*Work to be completed*: Copy out the forum thread about Nick Thompson's weigh-in word for word, from its title through the last post.

*Selected text*:
BEGIN
# Nick Thompson's ass all out at weigh-ins



## j-grif (May 1, 2007)

I have seen a lot of weigh ins but I don't think i have ever seen a fighter weigh in with there jock strap on and ass hanging out all over the place. Here is a link with the picture if you haven't seen it. 

http://www.mmaweekly.com/absolutenm/templates/dailynews.asp?articleid=6768&zoneid=13

I don't know why he would weigh in like that. I would guess a good pair of tighty whites would weigh less then that. I just found this odd. What does everyone else think?


----------



## SimplyNate (May 27, 2007)

Probably trying to be funny or give me nightmares.


----------



## swpthleg (Dec 31, 2006)

hey at least his ass wasn't all broken out.


----------



## The Legend (Jun 13, 2006)

SimplyNate said:


> Probably trying to be funny or *give me nightmares.*


That is what he is trying to give me


----------



## Damone (Oct 1, 2006)

Just Thompson being Thompson.


----------



## swpthleg (Dec 31, 2006)

he reminds me of the Jackass guys like chris pontius who was continually running around with his ass out. HIs ass was usually pimply though bleahhhhh.


----------



## The Legend (Jun 13, 2006)

swpthleg said:


> he reminds me of the Jackass guys like chris pontius who was continually running around with his ass out. HIs ass was usually pimply though bleahhhhh.


I miss watching Jackass


----------



## _RIVAL_ (Mar 7, 2008)

Crack Kills. 

War Sheilds!!!!!!!:fight01:


----------



## Ape City (May 27, 2007)

The Legend said:


> I miss watching Jackass


I don't! *shudders*


----------



## B-Real (Oct 1, 2006)

Not the first time he has done it. He's a dickhead, but a really good fighter.


----------
END
*Entries*:
BEGIN
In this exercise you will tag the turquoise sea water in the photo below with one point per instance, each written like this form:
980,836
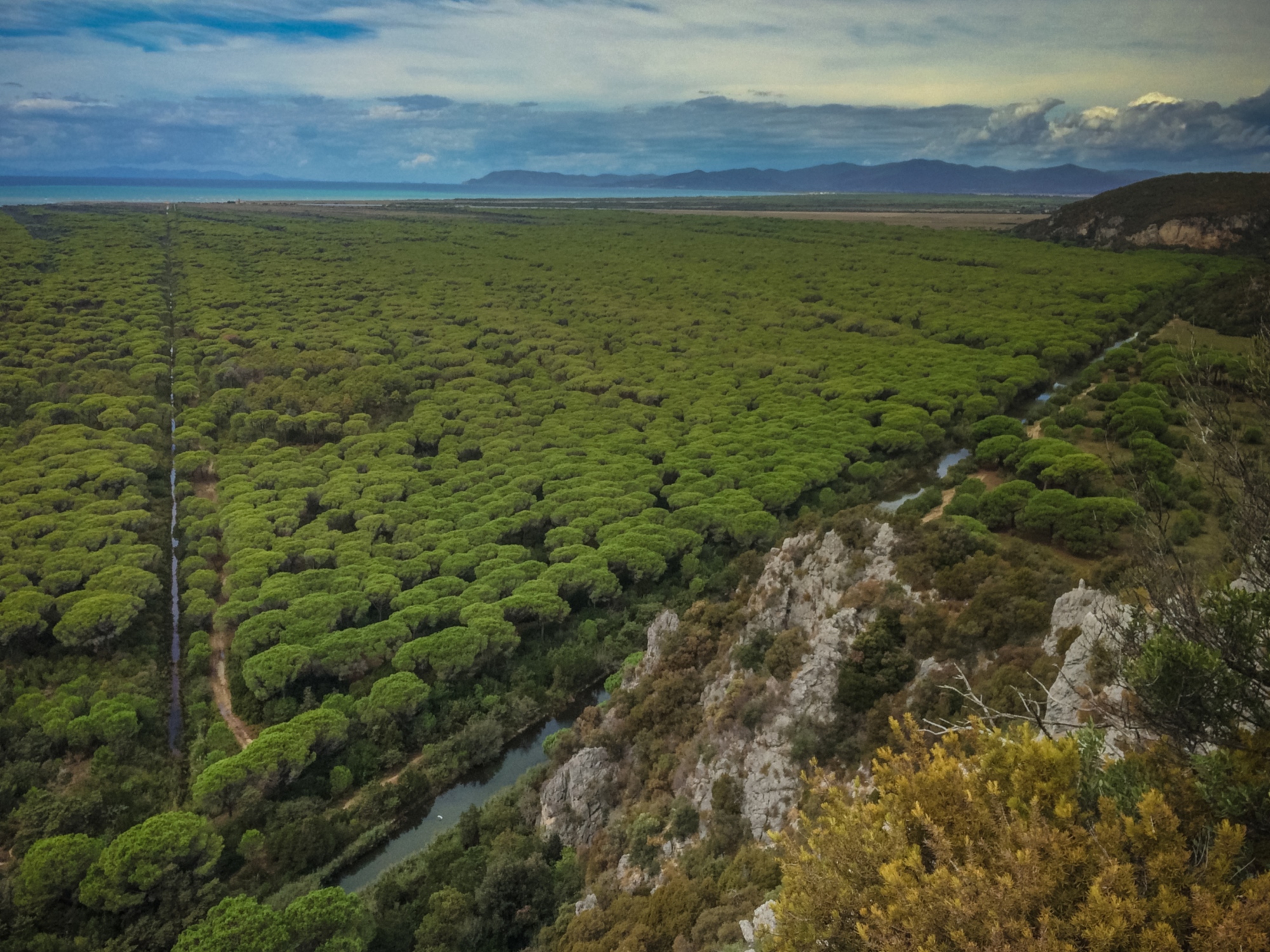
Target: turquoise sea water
220,192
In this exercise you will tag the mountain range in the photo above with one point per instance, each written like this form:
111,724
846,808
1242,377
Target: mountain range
915,176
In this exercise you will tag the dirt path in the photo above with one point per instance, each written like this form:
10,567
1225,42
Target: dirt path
222,640
990,478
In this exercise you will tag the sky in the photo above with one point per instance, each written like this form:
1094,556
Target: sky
446,91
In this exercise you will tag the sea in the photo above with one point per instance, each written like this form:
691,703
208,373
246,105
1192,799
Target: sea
247,194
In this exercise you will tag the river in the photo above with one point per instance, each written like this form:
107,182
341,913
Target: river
175,711
474,790
1029,411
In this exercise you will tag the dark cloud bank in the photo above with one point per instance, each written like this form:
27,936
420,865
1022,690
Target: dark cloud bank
427,138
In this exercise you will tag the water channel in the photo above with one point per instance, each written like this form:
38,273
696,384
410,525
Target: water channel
1032,409
474,790
175,711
END
*Written answer*:
# Nick Thompson's ass all out at weigh-ins



## j-grif (May 1, 2007)

I have seen a lot of weigh ins but I don't think i have ever seen a fighter weigh in with there jock strap on and ass hanging out all over the place. Here is a link with the picture if you haven't seen it. 

http://www.mmaweekly.com/absolutenm/templates/dailynews.asp?articleid=6768&zoneid=13

I don't know why he would weigh in like that. I would guess a good pair of tighty whites would weigh less then that. I just found this odd. What does everyone else think?


----------



## SimplyNate (May 27, 2007)

Probably trying to be funny or give me nightmares.


----------



## swpthleg (Dec 31, 2006)

hey at least his ass wasn't all broken out.


----------



## The Legend (Jun 13, 2006)

SimplyNate said:


> Probably trying to be funny or *give me nightmares.*


That is what he is trying to give me


----------



## Damone (Oct 1, 2006)

Just Thompson being Thompson.


----------



## swpthleg (Dec 31, 2006)

he reminds me of the Jackass guys like chris pontius who was continually running around with his ass out. HIs ass was usually pimply though bleahhhhh.


----------



## The Legend (Jun 13, 2006)

swpthleg said:


> he reminds me of the Jackass guys like chris pontius who was continually running around with his ass out. HIs ass was usually pimply though bleahhhhh.


I miss watching Jackass


----------



## _RIVAL_ (Mar 7, 2008)

Crack Kills. 

War Sheilds!!!!!!!:fight01:


----------



## Ape City (May 27, 2007)

The Legend said:


> I miss watching Jackass


I don't! *shudders*


----------



## B-Real (Oct 1, 2006)

Not the first time he has done it. He's a dickhead, but a really good fighter.


----------